Opinion
2016–08833 2016–11589 Index No. 201268/11
12-26-2018
Donald Desroches, Wantagh, NY, appellant pro se. Kathryn Muldowney–Walsh, Wantagh, NY, respondent pro se.
Donald Desroches, Wantagh, NY, appellant pro se.
Kathryn Muldowney–Walsh, Wantagh, NY, respondent pro se.
REINALDO E. RIVERA, J.P., LEONARD B. AUSTIN, COLLEEN D. DUFFY, BETSY BARROS, JJ.
DECISION & ORDERIn a matrimonial action, the defendant appeals from (1) an order of the Supreme Court, Nassau County (Geoffrey J. O'Connell, J.H.O.), dated July 12, 2016, and (2) an amended order of the same court dated October 4, 2016. The amended order, insofar as appealed from, granted that branch of the defendant's motion which was for downward modification of his child support obligation only to the extent of reducing the obligation to $362 bi-weekly, and directed the defendant to reimburse the plaintiff for 39% of the difference between the cost of individual health insurance coverage and family health insurance coverage.
ORDERED that the appeal from the order is dismissed, without costs or disbursements, as the order was superseded by the amended order; and it is further,
ORDERED that the amended order is modified, on the law, by deleting the provision thereof directing the defendant to reimburse the plaintiff for 39% of the difference between the cost of individual health insurance coverage and family health insurance coverage; as so modified, the amended order is affirmed insofar as appealed from, without costs or disbursements.
The parties were married in 2006 and have one child, born in 2007. A judgment of divorce was entered on October 2, 2012. In March 2016, the defendant moved for a downward modification of his child support obligation. After a hearing, the Supreme Court, inter alia, granted that branch of the defendant's motion which was for a downward modification of his child support obligation only to the extent of reducing his obligation to $362 bi-weekly. The court also directed the defendant to reimburse the plaintiff for 39% of the difference between the cost of individual health insurance coverage and family health insurance coverage. The defendant appeals.

====

_YOUR TASKS_.
1. Please reproduce the passage of the child support decision that opens with the words containing "The parties were" and closes with "The defendant appeals.".
2. Resume the child support decision where it stops, picking up right after its last sentence.

====

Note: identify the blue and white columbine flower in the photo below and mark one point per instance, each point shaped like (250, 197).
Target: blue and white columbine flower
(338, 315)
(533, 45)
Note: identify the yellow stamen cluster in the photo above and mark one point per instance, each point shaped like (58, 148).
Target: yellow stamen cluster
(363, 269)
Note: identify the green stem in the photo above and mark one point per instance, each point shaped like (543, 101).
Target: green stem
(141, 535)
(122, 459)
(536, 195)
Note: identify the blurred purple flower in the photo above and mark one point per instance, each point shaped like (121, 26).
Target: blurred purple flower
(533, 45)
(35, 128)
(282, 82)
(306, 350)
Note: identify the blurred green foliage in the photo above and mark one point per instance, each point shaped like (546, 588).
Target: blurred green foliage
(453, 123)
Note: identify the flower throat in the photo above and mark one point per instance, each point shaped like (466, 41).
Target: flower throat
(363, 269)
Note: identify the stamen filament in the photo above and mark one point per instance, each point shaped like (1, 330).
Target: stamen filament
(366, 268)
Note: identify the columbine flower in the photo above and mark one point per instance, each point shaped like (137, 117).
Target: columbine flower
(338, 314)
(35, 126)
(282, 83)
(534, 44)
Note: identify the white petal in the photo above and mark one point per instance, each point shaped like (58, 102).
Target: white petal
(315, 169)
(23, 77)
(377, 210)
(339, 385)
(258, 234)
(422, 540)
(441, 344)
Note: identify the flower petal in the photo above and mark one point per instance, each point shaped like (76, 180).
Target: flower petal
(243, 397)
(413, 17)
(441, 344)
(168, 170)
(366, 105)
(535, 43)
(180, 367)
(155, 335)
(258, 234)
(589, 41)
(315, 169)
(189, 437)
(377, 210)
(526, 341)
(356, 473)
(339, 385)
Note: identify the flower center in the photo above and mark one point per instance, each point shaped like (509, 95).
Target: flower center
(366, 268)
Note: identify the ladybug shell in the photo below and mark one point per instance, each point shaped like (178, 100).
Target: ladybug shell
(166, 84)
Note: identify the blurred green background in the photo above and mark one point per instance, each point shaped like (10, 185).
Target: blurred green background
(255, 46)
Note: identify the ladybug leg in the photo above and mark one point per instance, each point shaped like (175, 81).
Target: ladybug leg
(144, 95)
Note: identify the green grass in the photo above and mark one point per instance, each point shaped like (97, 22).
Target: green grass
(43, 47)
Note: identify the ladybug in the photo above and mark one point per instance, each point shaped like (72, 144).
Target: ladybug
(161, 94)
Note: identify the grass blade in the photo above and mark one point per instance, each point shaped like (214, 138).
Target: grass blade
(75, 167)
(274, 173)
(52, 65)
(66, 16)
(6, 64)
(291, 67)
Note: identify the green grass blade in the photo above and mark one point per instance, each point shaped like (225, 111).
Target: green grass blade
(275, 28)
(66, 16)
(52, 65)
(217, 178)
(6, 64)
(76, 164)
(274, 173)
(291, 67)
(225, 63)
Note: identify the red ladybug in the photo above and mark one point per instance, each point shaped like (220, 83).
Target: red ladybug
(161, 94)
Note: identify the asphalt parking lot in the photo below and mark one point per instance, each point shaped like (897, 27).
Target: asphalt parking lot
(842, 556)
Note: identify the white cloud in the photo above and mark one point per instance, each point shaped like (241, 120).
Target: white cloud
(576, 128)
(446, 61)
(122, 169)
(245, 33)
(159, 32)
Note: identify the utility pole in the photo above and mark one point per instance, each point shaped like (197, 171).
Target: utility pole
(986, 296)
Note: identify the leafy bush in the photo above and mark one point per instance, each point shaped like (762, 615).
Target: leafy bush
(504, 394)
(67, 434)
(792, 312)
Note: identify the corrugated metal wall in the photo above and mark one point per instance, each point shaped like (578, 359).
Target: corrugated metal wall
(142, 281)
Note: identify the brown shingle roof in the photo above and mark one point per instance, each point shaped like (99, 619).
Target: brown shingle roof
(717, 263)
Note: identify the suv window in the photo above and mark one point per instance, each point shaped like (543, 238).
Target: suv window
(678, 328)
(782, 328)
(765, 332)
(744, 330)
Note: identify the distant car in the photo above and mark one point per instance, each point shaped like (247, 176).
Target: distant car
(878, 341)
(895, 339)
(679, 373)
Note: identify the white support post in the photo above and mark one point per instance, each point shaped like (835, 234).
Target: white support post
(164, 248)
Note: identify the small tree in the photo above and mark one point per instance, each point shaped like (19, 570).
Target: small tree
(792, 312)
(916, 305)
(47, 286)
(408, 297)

====

_TASK-BY-TASK RESULTS_.
1.
The parties were married in 2006 and have one child, born in 2007. A judgment of divorce was entered on October 2, 2012. In March 2016, the defendant moved for a downward modification of his child support obligation. After a hearing, the Supreme Court, inter alia, granted that branch of the defendant's motion which was for a downward modification of his child support obligation only to the extent of reducing his obligation to $362 bi-weekly. The court also directed the defendant to reimburse the plaintiff for 39% of the difference between the cost of individual health insurance coverage and family health insurance coverage. The defendant appeals.

2.
The court may modify an order of child support, inter alia, upon a showing of a substantial change in circumstances (see Domestic Relations Law § 236[B][9][b][2][i] ; Matter of Holmes v. Holmes, 140 A.D.3d 1066, 1067, 32 N.Y.S.3d 658 ). A parent's loss of income may constitute a substantial change in circumstances. A parent's obligation to provide support is not necessarily determined by his or her current financial condition, rather, it is determined by his or her ability to provide support (see Matter of Holmes v. Holmes, 140 A.D.3d at 1067, 32 N.Y.S.3d 658 ; Matter of Baumgardner v. Baumgardner, 126 A.D.3d 895, 897, 6 N.Y.S.3d 90 ; Matter of Levine–Seidman v. Seidman, 88 A.D.3d 883, 884, 931 N.Y.S.2d 125 ). In determining a parent's child support obligation, the court need not rely upon the parent's own account of his or her finances, but may impute income, inter alia, based upon the parent's past income or demonstrated earning potential (see Matter of Watson v. Maragh, 147 A.D.3d 769, 770, 46 N.Y.S.3d 192 ; Duffy v. Duffy, 84 A.D.3d 1151, 1151–1152, 924 N.Y.S.2d 449 ; Rosenberg v. Rosenberg, 44 A.D.3d 1022, 1025, 845 N.Y.S.2d 371 ). The court has considerable discretion in determining whether to impute income to a parent, however, such determination must be supported by the record (see Matter of Gravenese v. Marchese, 57 A.D.3d 992, 993, 870 N.Y.S.2d 444 ; Matter of Ambrose v. Felice, 45 A.D.3d 581, 582, 845 N.Y.S.2d 411 ).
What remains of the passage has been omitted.